**WORK REQUIRED:**
Would you retype, word for word, the line with "Reviewer note: confirm that every instance of the overcast" and every line after it through the end of the records below?
>>>
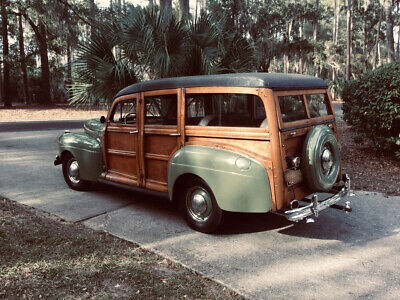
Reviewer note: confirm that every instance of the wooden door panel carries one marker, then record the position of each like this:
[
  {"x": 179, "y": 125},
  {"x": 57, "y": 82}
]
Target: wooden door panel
[
  {"x": 122, "y": 141},
  {"x": 159, "y": 144},
  {"x": 122, "y": 145},
  {"x": 158, "y": 149},
  {"x": 160, "y": 136}
]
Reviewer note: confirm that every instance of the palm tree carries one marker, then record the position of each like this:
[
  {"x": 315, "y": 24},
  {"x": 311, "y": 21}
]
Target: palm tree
[{"x": 156, "y": 46}]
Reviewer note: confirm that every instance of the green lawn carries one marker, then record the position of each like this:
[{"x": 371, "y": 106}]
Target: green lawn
[{"x": 44, "y": 257}]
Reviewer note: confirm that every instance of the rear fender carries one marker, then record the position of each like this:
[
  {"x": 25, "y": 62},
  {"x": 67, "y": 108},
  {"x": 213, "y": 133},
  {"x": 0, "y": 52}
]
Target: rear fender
[
  {"x": 86, "y": 150},
  {"x": 239, "y": 183}
]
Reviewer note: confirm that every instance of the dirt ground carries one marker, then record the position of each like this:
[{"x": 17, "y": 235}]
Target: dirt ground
[
  {"x": 60, "y": 112},
  {"x": 42, "y": 256},
  {"x": 368, "y": 170}
]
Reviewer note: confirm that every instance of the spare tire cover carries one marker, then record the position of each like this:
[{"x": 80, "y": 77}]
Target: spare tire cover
[{"x": 321, "y": 158}]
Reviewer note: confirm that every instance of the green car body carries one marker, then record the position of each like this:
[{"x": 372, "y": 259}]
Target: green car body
[
  {"x": 86, "y": 148},
  {"x": 229, "y": 174}
]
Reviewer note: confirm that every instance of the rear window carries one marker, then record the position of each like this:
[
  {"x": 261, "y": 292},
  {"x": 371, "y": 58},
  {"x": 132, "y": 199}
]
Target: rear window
[
  {"x": 228, "y": 110},
  {"x": 317, "y": 104},
  {"x": 293, "y": 107}
]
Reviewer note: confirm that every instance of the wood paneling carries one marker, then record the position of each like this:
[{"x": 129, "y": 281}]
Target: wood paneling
[{"x": 120, "y": 148}]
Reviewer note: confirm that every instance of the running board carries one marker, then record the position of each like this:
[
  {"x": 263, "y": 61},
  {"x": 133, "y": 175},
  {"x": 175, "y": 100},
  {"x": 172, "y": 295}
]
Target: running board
[{"x": 135, "y": 189}]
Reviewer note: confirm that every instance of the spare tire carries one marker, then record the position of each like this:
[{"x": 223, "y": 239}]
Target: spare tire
[{"x": 321, "y": 158}]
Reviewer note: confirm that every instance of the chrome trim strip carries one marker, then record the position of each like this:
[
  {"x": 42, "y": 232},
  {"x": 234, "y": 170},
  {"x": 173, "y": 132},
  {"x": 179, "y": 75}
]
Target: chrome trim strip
[{"x": 315, "y": 206}]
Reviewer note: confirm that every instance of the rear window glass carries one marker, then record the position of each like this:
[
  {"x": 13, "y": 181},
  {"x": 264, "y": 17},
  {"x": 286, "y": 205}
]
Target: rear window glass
[
  {"x": 228, "y": 110},
  {"x": 292, "y": 108},
  {"x": 318, "y": 105},
  {"x": 125, "y": 112},
  {"x": 161, "y": 110}
]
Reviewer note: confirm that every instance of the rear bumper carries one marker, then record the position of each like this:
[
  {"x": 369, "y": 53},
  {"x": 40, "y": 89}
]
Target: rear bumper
[
  {"x": 316, "y": 206},
  {"x": 57, "y": 161}
]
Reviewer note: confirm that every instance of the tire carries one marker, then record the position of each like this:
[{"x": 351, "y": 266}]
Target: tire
[
  {"x": 71, "y": 174},
  {"x": 321, "y": 159},
  {"x": 204, "y": 215}
]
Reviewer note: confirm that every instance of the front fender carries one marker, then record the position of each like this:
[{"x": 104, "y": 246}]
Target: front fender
[
  {"x": 239, "y": 183},
  {"x": 86, "y": 150}
]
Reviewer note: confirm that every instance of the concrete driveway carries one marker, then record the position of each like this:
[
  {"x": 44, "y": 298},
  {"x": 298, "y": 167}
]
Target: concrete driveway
[{"x": 259, "y": 255}]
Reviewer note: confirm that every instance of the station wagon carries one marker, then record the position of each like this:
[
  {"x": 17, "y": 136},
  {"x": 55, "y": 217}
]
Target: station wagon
[{"x": 253, "y": 143}]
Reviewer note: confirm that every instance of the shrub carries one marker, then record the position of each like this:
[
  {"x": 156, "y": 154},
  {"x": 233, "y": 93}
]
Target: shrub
[{"x": 372, "y": 107}]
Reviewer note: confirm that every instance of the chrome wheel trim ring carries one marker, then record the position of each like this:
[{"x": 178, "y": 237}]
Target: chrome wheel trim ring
[
  {"x": 73, "y": 171},
  {"x": 199, "y": 204},
  {"x": 326, "y": 160}
]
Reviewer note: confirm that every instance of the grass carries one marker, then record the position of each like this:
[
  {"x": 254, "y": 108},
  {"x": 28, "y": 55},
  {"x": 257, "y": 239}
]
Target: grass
[{"x": 43, "y": 257}]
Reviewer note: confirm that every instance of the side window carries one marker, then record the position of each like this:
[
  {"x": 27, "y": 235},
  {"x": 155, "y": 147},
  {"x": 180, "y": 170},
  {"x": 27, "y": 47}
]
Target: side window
[
  {"x": 125, "y": 112},
  {"x": 161, "y": 110},
  {"x": 292, "y": 108},
  {"x": 318, "y": 105},
  {"x": 228, "y": 110}
]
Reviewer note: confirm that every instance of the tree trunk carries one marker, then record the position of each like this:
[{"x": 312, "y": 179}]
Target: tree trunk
[
  {"x": 204, "y": 5},
  {"x": 166, "y": 8},
  {"x": 315, "y": 36},
  {"x": 45, "y": 97},
  {"x": 336, "y": 20},
  {"x": 300, "y": 52},
  {"x": 398, "y": 34},
  {"x": 6, "y": 69},
  {"x": 22, "y": 59},
  {"x": 348, "y": 62},
  {"x": 387, "y": 5},
  {"x": 92, "y": 9},
  {"x": 184, "y": 9},
  {"x": 377, "y": 41},
  {"x": 69, "y": 58},
  {"x": 315, "y": 33}
]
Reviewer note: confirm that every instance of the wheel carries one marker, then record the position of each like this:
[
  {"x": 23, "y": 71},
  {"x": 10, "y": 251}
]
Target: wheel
[
  {"x": 199, "y": 207},
  {"x": 71, "y": 174},
  {"x": 321, "y": 158}
]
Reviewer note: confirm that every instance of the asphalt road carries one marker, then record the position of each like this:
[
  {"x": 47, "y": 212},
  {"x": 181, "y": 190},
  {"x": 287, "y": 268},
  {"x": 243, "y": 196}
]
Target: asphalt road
[{"x": 346, "y": 256}]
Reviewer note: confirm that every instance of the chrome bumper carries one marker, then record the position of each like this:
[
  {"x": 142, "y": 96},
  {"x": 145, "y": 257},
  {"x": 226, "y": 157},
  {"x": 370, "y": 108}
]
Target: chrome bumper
[
  {"x": 312, "y": 209},
  {"x": 57, "y": 161}
]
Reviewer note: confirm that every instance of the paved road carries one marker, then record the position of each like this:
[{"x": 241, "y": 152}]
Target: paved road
[
  {"x": 338, "y": 109},
  {"x": 261, "y": 255},
  {"x": 40, "y": 125}
]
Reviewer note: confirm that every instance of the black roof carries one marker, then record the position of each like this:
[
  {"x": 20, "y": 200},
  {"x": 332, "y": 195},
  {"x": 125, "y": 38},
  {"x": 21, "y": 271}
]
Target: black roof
[{"x": 274, "y": 81}]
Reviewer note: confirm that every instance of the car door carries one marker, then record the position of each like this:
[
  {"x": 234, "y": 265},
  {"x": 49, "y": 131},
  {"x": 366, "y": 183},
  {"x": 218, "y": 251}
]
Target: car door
[
  {"x": 121, "y": 142},
  {"x": 162, "y": 135}
]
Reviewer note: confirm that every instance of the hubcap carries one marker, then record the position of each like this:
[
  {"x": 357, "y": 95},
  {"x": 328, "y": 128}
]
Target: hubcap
[
  {"x": 73, "y": 172},
  {"x": 326, "y": 160},
  {"x": 199, "y": 204}
]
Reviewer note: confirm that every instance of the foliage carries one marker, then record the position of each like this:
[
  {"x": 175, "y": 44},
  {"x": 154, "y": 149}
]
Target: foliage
[
  {"x": 222, "y": 36},
  {"x": 99, "y": 75},
  {"x": 372, "y": 106},
  {"x": 149, "y": 44}
]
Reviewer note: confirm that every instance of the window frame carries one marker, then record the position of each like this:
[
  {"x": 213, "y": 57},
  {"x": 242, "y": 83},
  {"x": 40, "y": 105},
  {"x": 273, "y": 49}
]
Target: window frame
[
  {"x": 114, "y": 106},
  {"x": 225, "y": 131},
  {"x": 309, "y": 120}
]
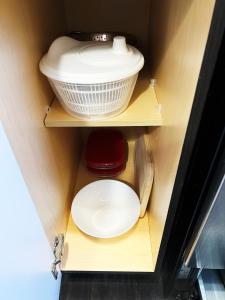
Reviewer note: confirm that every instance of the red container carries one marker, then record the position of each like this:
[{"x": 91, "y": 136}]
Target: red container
[
  {"x": 107, "y": 172},
  {"x": 106, "y": 152}
]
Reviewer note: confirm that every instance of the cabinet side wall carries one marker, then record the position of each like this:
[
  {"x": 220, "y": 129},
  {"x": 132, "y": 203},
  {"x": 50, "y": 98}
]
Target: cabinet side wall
[
  {"x": 46, "y": 156},
  {"x": 179, "y": 31}
]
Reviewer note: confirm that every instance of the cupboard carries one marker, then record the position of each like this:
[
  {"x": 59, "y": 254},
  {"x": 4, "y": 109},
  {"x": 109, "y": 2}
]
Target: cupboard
[{"x": 48, "y": 143}]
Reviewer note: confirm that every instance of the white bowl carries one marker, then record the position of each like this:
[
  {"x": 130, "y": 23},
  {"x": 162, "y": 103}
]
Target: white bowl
[{"x": 105, "y": 208}]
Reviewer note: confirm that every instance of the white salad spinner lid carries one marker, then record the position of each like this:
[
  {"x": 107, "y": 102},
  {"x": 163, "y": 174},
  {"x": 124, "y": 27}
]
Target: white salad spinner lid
[{"x": 69, "y": 60}]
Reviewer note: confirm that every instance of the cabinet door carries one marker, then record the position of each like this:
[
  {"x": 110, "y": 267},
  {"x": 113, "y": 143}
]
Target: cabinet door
[{"x": 25, "y": 253}]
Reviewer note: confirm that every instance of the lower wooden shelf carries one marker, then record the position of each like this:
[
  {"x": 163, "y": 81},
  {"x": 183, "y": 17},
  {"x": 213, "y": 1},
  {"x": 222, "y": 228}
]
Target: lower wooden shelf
[{"x": 130, "y": 252}]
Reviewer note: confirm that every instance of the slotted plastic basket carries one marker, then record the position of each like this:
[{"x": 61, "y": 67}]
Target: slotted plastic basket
[{"x": 92, "y": 80}]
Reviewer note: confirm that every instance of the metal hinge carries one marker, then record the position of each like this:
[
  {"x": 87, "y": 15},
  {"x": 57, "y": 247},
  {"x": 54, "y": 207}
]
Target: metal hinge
[{"x": 58, "y": 252}]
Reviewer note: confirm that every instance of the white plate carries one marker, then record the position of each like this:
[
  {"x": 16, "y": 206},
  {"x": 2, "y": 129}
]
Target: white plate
[{"x": 105, "y": 208}]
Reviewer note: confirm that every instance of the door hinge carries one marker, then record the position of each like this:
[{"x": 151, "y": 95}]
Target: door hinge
[{"x": 58, "y": 252}]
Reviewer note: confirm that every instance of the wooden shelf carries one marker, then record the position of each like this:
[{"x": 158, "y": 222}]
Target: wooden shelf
[
  {"x": 130, "y": 252},
  {"x": 143, "y": 110}
]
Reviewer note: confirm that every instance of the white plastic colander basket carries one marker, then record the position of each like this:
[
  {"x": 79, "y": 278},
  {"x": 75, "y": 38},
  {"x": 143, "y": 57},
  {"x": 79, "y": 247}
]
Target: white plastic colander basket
[{"x": 89, "y": 78}]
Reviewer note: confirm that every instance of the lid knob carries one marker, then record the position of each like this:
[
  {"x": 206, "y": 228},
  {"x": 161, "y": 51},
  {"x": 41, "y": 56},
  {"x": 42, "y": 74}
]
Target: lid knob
[{"x": 119, "y": 44}]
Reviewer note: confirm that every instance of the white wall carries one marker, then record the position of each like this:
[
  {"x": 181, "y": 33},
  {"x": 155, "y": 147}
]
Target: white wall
[{"x": 25, "y": 253}]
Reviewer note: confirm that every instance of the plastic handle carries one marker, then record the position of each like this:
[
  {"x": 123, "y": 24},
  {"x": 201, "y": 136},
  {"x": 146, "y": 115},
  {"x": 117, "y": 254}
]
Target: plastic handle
[{"x": 119, "y": 44}]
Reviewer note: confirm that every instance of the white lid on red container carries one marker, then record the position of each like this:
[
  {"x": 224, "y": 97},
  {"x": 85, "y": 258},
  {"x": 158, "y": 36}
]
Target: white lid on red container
[{"x": 73, "y": 61}]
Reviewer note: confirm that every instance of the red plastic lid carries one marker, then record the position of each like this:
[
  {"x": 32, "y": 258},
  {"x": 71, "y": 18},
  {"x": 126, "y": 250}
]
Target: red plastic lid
[
  {"x": 107, "y": 172},
  {"x": 106, "y": 149}
]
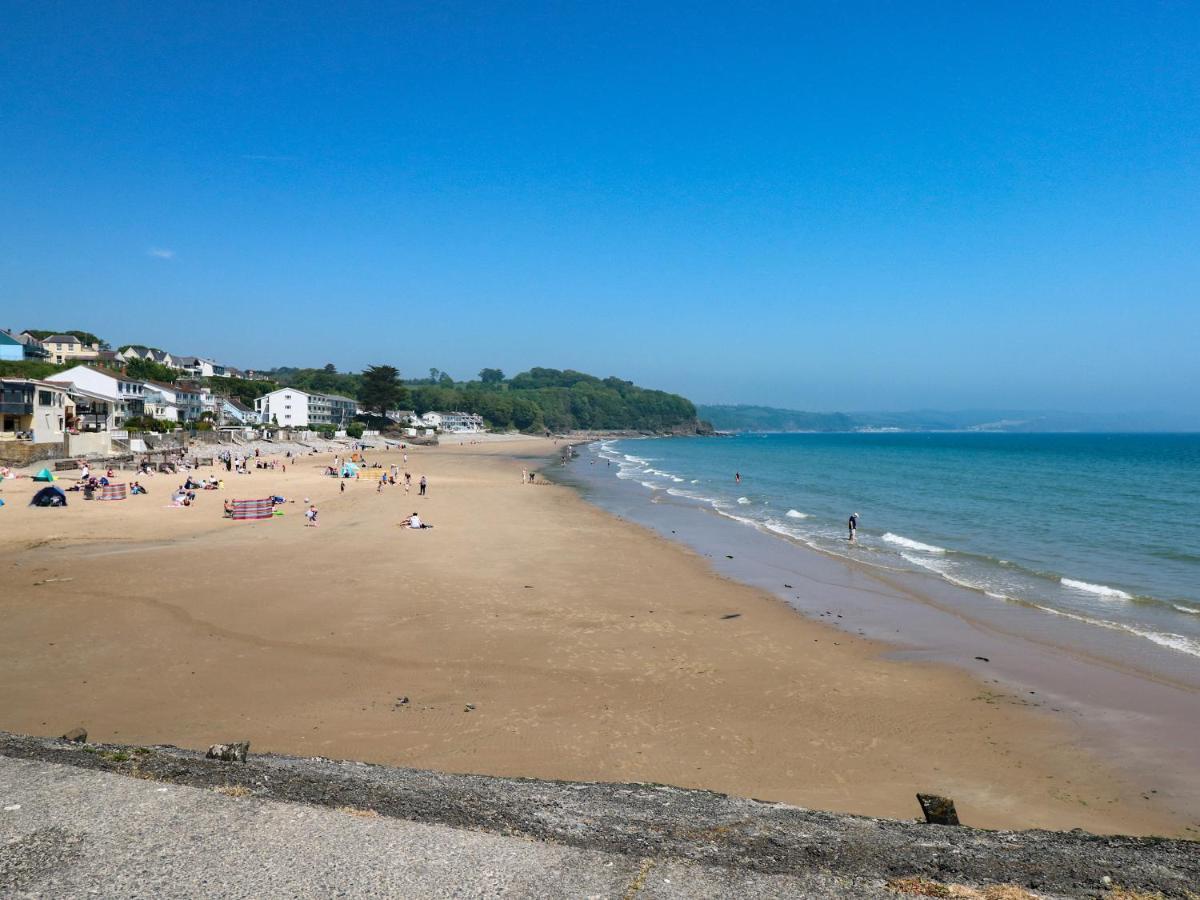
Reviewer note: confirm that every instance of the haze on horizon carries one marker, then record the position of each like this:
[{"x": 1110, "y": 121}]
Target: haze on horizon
[{"x": 797, "y": 205}]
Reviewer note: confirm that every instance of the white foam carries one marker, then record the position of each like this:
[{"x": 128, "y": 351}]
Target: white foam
[
  {"x": 901, "y": 541},
  {"x": 1097, "y": 589},
  {"x": 934, "y": 565},
  {"x": 1163, "y": 639},
  {"x": 779, "y": 528}
]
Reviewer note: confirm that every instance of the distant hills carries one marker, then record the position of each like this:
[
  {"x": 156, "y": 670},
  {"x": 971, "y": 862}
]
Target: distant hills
[{"x": 755, "y": 418}]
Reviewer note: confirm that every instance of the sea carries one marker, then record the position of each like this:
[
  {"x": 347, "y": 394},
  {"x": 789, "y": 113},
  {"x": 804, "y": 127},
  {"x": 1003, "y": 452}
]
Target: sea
[{"x": 1101, "y": 529}]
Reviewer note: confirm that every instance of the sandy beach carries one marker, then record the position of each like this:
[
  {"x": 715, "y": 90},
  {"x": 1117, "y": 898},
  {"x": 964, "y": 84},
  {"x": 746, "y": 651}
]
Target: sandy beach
[{"x": 527, "y": 634}]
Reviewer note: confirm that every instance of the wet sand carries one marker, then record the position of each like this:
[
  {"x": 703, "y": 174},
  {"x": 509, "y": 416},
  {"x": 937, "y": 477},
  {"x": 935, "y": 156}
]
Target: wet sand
[{"x": 531, "y": 633}]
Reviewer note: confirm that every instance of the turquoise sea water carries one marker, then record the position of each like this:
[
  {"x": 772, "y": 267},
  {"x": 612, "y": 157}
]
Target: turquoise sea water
[{"x": 1099, "y": 528}]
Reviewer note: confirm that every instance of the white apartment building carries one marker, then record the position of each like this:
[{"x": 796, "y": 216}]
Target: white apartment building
[
  {"x": 287, "y": 407},
  {"x": 291, "y": 408}
]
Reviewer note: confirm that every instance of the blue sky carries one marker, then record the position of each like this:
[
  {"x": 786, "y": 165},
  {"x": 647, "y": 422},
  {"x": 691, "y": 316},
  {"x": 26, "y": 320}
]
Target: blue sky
[{"x": 826, "y": 207}]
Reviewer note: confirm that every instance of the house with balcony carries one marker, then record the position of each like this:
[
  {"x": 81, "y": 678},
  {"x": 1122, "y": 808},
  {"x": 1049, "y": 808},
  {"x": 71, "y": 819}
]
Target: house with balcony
[
  {"x": 149, "y": 354},
  {"x": 66, "y": 348},
  {"x": 125, "y": 395},
  {"x": 232, "y": 411},
  {"x": 454, "y": 421},
  {"x": 179, "y": 402},
  {"x": 201, "y": 367},
  {"x": 11, "y": 349},
  {"x": 30, "y": 347},
  {"x": 287, "y": 407},
  {"x": 35, "y": 411}
]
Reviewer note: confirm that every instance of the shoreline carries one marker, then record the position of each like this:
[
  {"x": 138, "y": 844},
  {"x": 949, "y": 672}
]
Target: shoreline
[
  {"x": 1133, "y": 718},
  {"x": 531, "y": 634}
]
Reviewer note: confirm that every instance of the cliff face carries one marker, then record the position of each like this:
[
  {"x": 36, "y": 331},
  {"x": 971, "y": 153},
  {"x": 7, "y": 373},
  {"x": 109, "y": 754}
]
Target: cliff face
[{"x": 658, "y": 825}]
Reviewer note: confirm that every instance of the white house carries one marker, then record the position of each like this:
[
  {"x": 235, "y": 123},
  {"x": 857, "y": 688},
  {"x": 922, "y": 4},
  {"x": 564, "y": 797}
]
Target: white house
[
  {"x": 161, "y": 357},
  {"x": 234, "y": 411},
  {"x": 35, "y": 411},
  {"x": 287, "y": 407},
  {"x": 179, "y": 402},
  {"x": 126, "y": 395},
  {"x": 455, "y": 421}
]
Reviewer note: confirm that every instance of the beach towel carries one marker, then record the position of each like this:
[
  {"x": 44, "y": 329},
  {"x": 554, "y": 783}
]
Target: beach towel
[
  {"x": 245, "y": 510},
  {"x": 113, "y": 492}
]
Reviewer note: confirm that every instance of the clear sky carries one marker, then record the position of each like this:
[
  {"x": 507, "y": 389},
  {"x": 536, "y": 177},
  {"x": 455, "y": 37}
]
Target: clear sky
[{"x": 825, "y": 207}]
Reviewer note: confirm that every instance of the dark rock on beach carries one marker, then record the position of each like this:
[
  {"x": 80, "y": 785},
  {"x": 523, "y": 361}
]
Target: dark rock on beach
[
  {"x": 939, "y": 810},
  {"x": 670, "y": 826},
  {"x": 229, "y": 753}
]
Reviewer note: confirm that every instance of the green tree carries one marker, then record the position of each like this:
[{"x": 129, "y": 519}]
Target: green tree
[{"x": 381, "y": 389}]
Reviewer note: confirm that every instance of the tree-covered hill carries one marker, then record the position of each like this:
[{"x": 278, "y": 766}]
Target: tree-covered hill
[
  {"x": 549, "y": 399},
  {"x": 750, "y": 418}
]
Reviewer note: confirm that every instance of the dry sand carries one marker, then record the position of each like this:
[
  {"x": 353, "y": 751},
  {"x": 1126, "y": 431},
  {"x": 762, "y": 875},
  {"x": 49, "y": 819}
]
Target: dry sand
[{"x": 532, "y": 635}]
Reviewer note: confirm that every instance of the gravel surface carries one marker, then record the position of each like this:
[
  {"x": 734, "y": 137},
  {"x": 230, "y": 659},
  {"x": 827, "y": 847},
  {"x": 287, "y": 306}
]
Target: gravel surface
[{"x": 283, "y": 826}]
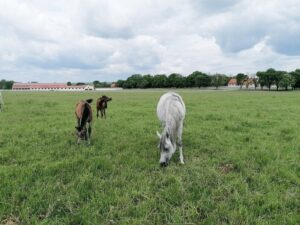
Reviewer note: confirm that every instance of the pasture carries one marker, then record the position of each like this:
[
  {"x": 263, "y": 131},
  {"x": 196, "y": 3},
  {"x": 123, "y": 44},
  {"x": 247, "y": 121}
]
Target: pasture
[{"x": 241, "y": 154}]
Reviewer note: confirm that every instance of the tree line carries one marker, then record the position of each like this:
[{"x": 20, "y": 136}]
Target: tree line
[
  {"x": 174, "y": 80},
  {"x": 268, "y": 78},
  {"x": 6, "y": 84},
  {"x": 263, "y": 79},
  {"x": 271, "y": 77}
]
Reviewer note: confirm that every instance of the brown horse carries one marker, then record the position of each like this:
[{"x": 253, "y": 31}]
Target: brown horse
[
  {"x": 102, "y": 105},
  {"x": 84, "y": 115}
]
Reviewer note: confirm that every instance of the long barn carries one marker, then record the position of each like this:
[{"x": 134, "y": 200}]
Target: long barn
[{"x": 50, "y": 87}]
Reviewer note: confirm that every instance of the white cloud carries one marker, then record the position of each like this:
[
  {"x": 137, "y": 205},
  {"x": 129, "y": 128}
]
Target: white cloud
[{"x": 109, "y": 40}]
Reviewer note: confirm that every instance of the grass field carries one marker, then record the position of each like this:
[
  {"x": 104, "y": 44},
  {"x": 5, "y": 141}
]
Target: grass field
[{"x": 241, "y": 160}]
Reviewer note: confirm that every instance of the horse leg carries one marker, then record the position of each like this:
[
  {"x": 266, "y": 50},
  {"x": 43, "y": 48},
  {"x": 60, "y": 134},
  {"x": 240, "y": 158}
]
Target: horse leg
[
  {"x": 179, "y": 141},
  {"x": 89, "y": 132}
]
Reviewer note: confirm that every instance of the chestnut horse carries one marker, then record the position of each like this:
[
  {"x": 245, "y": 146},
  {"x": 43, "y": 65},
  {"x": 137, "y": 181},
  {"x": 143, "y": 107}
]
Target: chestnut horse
[
  {"x": 102, "y": 105},
  {"x": 84, "y": 115}
]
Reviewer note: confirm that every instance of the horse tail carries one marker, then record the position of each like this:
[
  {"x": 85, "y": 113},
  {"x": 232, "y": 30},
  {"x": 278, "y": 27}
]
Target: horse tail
[
  {"x": 85, "y": 115},
  {"x": 89, "y": 100}
]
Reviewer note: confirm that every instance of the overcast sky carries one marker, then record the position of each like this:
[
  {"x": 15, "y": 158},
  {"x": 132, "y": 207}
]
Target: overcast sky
[{"x": 107, "y": 40}]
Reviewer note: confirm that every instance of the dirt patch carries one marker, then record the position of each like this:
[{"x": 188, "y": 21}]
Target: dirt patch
[
  {"x": 226, "y": 168},
  {"x": 10, "y": 221}
]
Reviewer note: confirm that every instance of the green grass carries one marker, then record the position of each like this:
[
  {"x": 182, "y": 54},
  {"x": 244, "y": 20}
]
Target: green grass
[{"x": 241, "y": 152}]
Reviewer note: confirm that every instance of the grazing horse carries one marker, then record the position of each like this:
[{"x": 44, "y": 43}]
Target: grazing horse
[
  {"x": 171, "y": 112},
  {"x": 84, "y": 115},
  {"x": 102, "y": 105}
]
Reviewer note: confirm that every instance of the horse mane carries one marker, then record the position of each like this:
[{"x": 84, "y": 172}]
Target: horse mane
[
  {"x": 89, "y": 100},
  {"x": 85, "y": 115}
]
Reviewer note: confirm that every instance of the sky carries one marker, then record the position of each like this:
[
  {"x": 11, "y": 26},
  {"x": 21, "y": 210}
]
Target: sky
<<<
**FINAL RESULT:**
Reviewer note: confirm that every instance of the overcast sky carries one marker, then record the position of each like this:
[
  {"x": 15, "y": 158},
  {"x": 132, "y": 207}
]
Target: overcast sky
[{"x": 107, "y": 40}]
Reviewer note: confirm that every instance of the dirt patch carries one marker, then record the position of each like this:
[{"x": 188, "y": 21}]
Target: dirt patch
[
  {"x": 226, "y": 168},
  {"x": 10, "y": 221}
]
Reviewer note: confirm that every instance of the green grass carries one marker, then record the position of each like this:
[
  {"x": 182, "y": 54},
  {"x": 244, "y": 20}
]
Target: green grass
[{"x": 241, "y": 152}]
Reviewer note: confirm that every instance of the grazing horse carries one marker, then record the position of each like this:
[{"x": 44, "y": 43}]
Target: grazing horse
[
  {"x": 171, "y": 112},
  {"x": 84, "y": 115},
  {"x": 102, "y": 105}
]
Reviewer note: confirm that every instance of the horse mane carries one marker, then record the position of each like this:
[{"x": 84, "y": 172}]
Target: horse mane
[
  {"x": 89, "y": 100},
  {"x": 85, "y": 115}
]
Reviewer note: confirm that every instance of the sky carries one marker, then record the position of each like this:
[
  {"x": 11, "y": 26},
  {"x": 21, "y": 210}
]
Target: sky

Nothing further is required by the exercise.